(Excerpted text begins)

Hungarian Central Bank Rebuffs Easing Bets With No Cuts in Sight

  • Central bank signals no change in policy for extended period
  • Authorities may tweak interbank rates if further easing needed

Hungary’s central bank rebuffed speculation it will extend an easing cycle by tinkering with interbank rates and said policy makers will only resort to unconventional means of influencing monetary conditions should the need arise.

The regulator is comfortable with the level of the benchmark rate and is seeking to keep rates unchanged for as long as possible, Deputy Governor Marton Nagy said. If a change in the inflation outlook does necessitate fine-tuning, the National Bank of Hungary will look to other measures, he said. Those may include building on steps that were designed to push liquidity from central bank instruments into the bond market or an adjustment of interbank rates, Nagy told reporters in Budapest on Thursday.

The central bank announced an end to a three-month rate-cut cycle on Tuesday, pointing to diminished risk of second-round effects from excessively low inflation expectations. With April marking the first acceleration in inflation this year amid a rebound in crude oil prices, the central bank expects price growth to approach its 3 percent target in the first half of 2018.

"Monetary conditions are exactly in the right place," Nagy said. "There is no need for any further monetary steps, neither conventional, nor non-conventional."

Banks including UniCredit Bank AG, JPMorgan Chase & Co. and OTP Bank Nyrt. had predicted policy makers will next tinker with interbank, or Bubor, rates to affect monetary policy after they cut the benchmark rate by 15 basis points to a record-low 0.9 percent.

"The new strategy would give more flexibility to the central bank at the cost of increasing money market volatility and also reducing the relevance of the base rate," said Nicolaie Alexandru Chidesciuc, an analyst at JPMorgan in London.

(Excerpted text ends)
(Provided material begins)

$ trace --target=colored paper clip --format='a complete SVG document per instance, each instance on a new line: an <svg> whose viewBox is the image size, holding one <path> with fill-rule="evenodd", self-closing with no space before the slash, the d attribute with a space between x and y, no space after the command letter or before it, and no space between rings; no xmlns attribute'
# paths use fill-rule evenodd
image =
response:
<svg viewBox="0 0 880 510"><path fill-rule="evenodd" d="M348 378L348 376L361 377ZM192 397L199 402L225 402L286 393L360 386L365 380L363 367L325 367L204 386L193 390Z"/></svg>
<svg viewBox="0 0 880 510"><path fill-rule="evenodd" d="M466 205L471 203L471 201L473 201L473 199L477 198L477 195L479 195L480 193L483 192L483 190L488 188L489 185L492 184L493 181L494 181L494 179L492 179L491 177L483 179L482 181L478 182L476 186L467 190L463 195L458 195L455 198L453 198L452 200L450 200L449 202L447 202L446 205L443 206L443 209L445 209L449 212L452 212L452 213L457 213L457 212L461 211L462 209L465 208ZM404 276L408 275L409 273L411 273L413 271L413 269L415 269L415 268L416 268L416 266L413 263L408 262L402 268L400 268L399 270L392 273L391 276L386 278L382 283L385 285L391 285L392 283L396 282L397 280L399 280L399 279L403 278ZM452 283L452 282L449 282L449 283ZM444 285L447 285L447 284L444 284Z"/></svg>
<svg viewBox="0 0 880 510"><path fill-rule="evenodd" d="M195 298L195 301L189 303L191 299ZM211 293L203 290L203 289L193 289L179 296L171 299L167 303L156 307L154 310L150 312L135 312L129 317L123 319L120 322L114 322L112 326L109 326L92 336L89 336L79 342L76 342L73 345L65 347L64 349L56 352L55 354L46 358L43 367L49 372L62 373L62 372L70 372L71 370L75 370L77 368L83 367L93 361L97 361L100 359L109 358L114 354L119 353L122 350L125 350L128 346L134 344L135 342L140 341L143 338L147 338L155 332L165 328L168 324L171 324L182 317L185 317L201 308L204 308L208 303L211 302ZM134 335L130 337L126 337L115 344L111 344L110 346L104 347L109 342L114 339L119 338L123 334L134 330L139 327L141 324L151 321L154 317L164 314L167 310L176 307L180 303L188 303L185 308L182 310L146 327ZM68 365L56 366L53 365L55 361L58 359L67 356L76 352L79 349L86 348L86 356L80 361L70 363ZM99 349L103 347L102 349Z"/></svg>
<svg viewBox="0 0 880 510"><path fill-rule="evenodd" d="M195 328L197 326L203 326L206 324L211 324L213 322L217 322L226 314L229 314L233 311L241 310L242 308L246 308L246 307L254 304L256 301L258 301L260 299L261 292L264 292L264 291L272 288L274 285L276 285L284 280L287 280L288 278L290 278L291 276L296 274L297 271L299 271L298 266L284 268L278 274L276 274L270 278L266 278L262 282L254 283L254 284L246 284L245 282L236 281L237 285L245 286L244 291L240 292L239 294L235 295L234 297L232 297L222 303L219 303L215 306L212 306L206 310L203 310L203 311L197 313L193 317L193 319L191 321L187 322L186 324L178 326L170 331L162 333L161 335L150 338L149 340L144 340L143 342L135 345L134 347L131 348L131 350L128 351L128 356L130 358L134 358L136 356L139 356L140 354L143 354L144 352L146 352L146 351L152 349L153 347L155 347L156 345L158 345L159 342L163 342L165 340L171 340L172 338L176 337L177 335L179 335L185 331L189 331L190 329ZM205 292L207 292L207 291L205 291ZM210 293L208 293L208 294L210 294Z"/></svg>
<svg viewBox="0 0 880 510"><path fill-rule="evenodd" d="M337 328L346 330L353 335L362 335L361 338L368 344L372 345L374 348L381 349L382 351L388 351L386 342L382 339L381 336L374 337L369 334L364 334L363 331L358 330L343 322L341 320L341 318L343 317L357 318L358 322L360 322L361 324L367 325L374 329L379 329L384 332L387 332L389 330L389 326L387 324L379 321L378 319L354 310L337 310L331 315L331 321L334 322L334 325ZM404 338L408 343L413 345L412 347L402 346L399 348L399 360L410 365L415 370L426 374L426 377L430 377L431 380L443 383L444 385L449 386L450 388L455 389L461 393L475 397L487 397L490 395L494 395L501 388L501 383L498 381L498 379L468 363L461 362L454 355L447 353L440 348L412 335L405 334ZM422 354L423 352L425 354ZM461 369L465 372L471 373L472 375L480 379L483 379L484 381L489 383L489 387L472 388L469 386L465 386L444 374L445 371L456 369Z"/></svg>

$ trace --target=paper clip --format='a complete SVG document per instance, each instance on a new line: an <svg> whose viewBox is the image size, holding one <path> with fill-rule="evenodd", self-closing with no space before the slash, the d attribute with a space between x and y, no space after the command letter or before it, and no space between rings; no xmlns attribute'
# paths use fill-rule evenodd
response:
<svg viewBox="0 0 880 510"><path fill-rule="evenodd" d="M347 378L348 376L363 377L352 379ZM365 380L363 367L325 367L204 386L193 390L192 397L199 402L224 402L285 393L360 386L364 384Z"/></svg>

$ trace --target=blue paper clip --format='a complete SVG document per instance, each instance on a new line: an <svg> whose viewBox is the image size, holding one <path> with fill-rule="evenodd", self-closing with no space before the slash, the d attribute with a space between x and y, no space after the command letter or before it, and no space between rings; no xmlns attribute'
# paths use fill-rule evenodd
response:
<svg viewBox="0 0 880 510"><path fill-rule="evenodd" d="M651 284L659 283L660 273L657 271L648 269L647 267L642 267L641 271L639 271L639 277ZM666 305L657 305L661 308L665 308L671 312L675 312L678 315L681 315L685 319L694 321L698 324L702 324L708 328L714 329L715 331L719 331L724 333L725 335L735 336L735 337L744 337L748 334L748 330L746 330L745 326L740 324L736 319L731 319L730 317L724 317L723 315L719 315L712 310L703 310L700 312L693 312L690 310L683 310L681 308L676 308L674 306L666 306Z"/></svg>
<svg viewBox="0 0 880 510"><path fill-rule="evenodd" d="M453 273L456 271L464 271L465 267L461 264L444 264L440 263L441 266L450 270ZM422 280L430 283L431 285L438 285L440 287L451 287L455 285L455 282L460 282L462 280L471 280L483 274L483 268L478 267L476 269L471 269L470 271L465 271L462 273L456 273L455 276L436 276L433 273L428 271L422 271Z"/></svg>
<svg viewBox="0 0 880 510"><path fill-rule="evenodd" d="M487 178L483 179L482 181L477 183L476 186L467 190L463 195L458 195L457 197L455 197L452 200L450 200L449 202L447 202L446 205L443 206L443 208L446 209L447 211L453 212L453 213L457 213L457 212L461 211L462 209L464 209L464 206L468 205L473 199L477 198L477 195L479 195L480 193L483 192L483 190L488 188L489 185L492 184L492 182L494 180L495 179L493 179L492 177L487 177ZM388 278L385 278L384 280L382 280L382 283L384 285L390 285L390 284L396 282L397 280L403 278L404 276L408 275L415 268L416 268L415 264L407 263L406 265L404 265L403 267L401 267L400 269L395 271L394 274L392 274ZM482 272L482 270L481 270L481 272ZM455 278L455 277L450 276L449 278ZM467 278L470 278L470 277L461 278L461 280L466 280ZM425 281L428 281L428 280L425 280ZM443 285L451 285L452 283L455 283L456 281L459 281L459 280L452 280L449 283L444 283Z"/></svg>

(Provided material ends)

▶ **About this task**
Continue the article on the Hungarian central bank's rate outlook, picking up after its final sentence.

▶ **Solved exercise**
Analysts reasoned that a shift to the interbank market would give rate setters more direct influence over borrowing costs on several trillion forint in loans. With the room to maneuver narrowing as the base rate nears zero, the switch would also provide a way to affect policy for one of eastern Europe’s most activist central banks, which has stepped in to quash toxic foreign-currency loans, offered cheap credit to smaller businesses and raised domestic ownership of Hungary’s government debt.

The three-month Bubor fell for a second day, dropping seven basis points to 1 percent on Wednesday.

Bubor will fall to 20 to 30 basis points below the benchmark rate as policy makers push lenders to move cash to the interbank market, according to analysts at OTP, Hungary’s largest bank. JPMorgan expects interbank rates dropping toward the level of the overnight deposit facility, which stands at minus 0.05 percent. Both banks confirmed their view after Nagy’s comments on Thursday.

Policy makers are "tightly" monitoring the interbank market, Daniel Palotai, an executive director at the central bank, said in an interview on Wednesday. A planned review of the Bubor market in September is unrelated to the monetary policy stance, Nagy said.